<<<<

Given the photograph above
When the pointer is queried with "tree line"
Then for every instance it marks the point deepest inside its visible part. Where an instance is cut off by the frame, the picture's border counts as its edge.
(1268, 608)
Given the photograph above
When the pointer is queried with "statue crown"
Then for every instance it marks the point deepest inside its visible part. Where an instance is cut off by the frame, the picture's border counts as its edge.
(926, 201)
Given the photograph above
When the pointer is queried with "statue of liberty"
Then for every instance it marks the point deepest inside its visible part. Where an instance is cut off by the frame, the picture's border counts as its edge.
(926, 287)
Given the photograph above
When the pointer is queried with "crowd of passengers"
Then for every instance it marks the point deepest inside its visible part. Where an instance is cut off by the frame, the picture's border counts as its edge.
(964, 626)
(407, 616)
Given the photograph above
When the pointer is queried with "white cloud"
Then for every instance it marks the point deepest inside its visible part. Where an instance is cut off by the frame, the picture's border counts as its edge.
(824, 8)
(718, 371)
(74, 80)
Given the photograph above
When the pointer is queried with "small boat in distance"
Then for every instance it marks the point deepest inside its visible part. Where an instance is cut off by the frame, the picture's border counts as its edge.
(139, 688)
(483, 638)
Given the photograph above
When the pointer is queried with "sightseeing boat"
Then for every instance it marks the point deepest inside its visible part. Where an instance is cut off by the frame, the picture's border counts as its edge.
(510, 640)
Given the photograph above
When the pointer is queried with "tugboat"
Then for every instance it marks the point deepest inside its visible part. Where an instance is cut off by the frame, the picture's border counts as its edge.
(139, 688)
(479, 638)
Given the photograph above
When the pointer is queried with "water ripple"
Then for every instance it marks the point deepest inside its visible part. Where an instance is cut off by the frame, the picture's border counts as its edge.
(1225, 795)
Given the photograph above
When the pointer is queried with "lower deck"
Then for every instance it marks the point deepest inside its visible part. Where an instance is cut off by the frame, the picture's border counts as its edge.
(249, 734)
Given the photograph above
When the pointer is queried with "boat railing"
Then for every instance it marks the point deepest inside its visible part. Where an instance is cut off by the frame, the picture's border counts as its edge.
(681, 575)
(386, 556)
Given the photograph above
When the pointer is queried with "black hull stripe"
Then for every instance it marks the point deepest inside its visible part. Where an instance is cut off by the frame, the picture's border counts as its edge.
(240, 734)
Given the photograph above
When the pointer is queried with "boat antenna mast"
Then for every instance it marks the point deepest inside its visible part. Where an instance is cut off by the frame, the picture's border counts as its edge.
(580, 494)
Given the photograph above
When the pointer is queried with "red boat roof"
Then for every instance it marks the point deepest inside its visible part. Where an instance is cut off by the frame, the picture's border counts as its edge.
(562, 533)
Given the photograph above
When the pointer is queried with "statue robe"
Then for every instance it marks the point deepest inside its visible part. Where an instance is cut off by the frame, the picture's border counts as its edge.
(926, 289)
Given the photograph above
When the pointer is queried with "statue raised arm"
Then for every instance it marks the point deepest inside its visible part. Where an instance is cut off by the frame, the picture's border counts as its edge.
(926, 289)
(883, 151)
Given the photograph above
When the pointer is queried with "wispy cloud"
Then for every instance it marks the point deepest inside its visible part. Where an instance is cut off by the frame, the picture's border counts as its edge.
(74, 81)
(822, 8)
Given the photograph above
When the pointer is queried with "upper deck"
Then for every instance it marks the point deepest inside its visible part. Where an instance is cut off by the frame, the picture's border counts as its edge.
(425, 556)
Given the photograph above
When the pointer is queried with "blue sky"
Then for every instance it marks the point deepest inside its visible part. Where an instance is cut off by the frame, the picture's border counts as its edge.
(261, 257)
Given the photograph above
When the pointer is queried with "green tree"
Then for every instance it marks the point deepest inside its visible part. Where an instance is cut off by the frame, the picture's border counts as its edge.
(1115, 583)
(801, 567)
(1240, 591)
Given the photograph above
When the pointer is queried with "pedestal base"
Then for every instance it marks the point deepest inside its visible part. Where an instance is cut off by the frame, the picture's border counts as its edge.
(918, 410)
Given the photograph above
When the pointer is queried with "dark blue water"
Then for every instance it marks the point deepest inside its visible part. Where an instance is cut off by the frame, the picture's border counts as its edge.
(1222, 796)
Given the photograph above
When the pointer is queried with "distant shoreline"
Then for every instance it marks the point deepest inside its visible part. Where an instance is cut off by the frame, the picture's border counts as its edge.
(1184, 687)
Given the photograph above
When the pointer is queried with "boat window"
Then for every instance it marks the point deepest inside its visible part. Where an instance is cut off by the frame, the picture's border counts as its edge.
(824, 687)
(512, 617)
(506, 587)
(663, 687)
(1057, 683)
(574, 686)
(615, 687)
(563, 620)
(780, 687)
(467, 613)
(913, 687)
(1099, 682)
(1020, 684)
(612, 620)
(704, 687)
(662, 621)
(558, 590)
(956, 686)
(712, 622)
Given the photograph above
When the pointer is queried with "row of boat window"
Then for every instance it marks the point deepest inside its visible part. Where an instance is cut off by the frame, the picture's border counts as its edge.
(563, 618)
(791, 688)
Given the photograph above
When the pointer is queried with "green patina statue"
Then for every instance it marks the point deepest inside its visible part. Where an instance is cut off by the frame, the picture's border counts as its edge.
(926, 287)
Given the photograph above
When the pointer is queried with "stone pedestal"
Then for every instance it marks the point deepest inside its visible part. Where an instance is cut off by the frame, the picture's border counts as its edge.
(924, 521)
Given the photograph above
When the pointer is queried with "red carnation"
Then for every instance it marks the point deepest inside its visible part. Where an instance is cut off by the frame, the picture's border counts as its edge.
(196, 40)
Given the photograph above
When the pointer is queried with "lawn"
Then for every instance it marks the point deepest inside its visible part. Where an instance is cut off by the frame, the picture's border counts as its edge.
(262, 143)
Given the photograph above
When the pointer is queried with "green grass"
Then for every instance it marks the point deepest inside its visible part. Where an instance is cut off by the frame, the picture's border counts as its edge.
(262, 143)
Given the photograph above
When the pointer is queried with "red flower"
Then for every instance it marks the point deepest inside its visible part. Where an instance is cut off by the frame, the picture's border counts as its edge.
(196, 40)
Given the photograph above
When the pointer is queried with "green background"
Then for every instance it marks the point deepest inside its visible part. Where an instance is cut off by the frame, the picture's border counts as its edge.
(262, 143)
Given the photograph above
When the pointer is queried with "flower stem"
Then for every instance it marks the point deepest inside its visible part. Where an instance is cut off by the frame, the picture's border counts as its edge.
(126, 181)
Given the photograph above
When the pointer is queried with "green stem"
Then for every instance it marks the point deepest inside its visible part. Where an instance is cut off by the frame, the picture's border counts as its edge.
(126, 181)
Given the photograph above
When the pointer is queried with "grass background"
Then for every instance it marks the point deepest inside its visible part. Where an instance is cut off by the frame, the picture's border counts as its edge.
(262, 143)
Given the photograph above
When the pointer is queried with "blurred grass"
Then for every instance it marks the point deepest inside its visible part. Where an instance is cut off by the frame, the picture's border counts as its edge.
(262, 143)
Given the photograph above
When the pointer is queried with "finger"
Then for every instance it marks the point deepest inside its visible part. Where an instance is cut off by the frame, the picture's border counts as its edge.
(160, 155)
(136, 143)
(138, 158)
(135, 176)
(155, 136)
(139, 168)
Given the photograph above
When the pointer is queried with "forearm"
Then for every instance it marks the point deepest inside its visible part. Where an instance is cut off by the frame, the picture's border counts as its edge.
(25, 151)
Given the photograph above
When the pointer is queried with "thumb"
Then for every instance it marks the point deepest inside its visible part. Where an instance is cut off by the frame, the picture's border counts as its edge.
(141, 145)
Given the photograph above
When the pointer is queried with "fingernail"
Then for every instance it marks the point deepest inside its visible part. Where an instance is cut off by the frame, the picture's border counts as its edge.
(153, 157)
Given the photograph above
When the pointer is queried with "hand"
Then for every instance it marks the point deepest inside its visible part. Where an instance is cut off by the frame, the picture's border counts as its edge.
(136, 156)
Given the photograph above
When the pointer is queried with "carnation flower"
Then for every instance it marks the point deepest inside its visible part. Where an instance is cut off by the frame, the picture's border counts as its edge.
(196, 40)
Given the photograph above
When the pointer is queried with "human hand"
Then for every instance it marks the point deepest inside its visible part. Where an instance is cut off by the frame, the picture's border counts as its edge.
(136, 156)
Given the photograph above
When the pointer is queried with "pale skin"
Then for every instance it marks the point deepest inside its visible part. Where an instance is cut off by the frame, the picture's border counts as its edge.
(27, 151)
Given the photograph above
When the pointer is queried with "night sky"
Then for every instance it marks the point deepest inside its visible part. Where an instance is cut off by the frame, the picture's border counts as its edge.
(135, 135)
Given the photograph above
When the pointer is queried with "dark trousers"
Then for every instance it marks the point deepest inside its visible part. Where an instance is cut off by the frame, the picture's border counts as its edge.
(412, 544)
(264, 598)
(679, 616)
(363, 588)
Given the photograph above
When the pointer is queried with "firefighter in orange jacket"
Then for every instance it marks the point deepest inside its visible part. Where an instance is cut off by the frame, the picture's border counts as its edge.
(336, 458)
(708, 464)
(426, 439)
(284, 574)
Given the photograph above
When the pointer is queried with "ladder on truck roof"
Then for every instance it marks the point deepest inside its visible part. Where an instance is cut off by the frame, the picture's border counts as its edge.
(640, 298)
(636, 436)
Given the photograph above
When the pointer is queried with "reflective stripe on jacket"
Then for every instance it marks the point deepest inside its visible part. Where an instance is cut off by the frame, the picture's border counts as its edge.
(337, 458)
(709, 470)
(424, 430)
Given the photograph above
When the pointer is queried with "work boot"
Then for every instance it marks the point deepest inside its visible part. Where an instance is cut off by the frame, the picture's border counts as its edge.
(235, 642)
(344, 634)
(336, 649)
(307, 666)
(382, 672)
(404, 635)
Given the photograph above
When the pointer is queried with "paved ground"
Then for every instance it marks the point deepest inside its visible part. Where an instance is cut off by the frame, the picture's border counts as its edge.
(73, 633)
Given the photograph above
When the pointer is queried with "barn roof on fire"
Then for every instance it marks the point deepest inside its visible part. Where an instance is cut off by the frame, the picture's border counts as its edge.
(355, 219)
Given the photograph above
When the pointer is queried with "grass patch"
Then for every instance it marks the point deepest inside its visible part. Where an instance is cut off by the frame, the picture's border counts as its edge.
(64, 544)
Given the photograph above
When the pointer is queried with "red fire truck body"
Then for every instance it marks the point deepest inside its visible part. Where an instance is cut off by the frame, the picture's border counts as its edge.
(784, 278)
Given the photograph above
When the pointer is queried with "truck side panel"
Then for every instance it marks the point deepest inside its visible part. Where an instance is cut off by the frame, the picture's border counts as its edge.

>>>>

◆ **WHAT YOU HAVE TO DO**
Pick out every line in the listing above that contains the word "grass", and copy each one in full.

◆ **RESULT FOR THIS TASK**
When the pointer is queried with "green grass"
When the pointer is queried with "grass background"
When the pointer is queried with "blurred grass"
When the pointer is queried with "grass patch"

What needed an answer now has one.